====== Excerpted passage
On 11/21/2014 01:06 PM, Andres Freund wrote:
> On 2014-11-21 13:01:50 +0200, Heikki Linnakangas wrote:
>> On 11/21/2014 12:11 PM, Abhijit Menon-Sen wrote:
>>> At 2014-11-20 13:47:00 +0530, ams@2ndQuadrant.com wrote:
>>>>
>>>>> Suggestions for how to address (b) are welcome.
>>>
>>> With help from Andres, I set up a workload where XLogInsert* was at the
>>> top of my profiles: server with fsync and synchronous_commit off, and
>>> pgbench running a multiple-row insert into a single-text-column table
>>> with -M prepared -c 25 -t 250000 -f script.
>>
>> How wide is the row, in terms of bytes? You should see bigger improvement
>> with wider rows, as you get longer contiguous chunks of data to CRC that
>> way. With very narrow rows, you might not see much difference because the
>> chunks are so small.
>
> The primary goal, as I understood it, was to test very short records to
> test whether there's a regression due to slice-by-8. There doesn't seem
> to be any.
Ah, OK. Mission accomplished, then.
============
====== Raw data
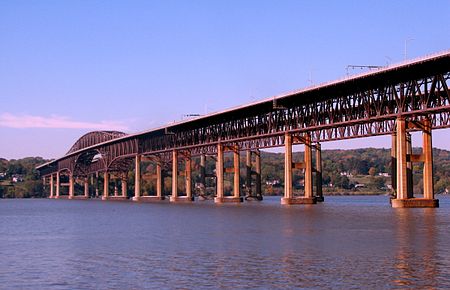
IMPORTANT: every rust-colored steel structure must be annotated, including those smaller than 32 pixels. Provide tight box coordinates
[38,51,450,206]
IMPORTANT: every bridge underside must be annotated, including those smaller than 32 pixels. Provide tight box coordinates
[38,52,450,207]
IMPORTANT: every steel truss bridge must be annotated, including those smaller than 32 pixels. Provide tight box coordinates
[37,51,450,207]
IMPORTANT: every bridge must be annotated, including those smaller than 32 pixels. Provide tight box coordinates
============
====== Raw data
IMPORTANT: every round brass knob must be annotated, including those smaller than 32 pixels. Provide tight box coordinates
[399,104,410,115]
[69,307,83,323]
============
*Exercise instructions:*
1. According to the CRC performance thread, what was the primary goal of testing very short records?
2. Pick up the CRC performance thread after its last line and keep it going.
The listing is separate material, unrelated to the CRC performance thread.

*Task-by-task outputs:*
1. To check whether slice-by-8 causes a regression.

2.
> It's, IIRC, trivial to reproduce significant performance benefits in
> workloads with lots of FPWs or large records (like COPY), but those
> weren't what you and Tom were concerned about...
Yeah.
>> If that's the problem, it might be beneficial to memcpy() all the data to a
>> temporary buffer, and calculate the CRC over the whole, instead of CRC'ing
>> each XLogRecData chunk separately. XLogRecordAssemble() uses a scratch area,
>> hdr_scratch, for building all the headers. You could check how much
>> rmgr-specific data there is, and if there isn't much, just append the data
>> to that scratch area too.
>
> I think that might very well make sense - but it's imo something better
> done separately from the smarter CRC algorithm.
Agreed.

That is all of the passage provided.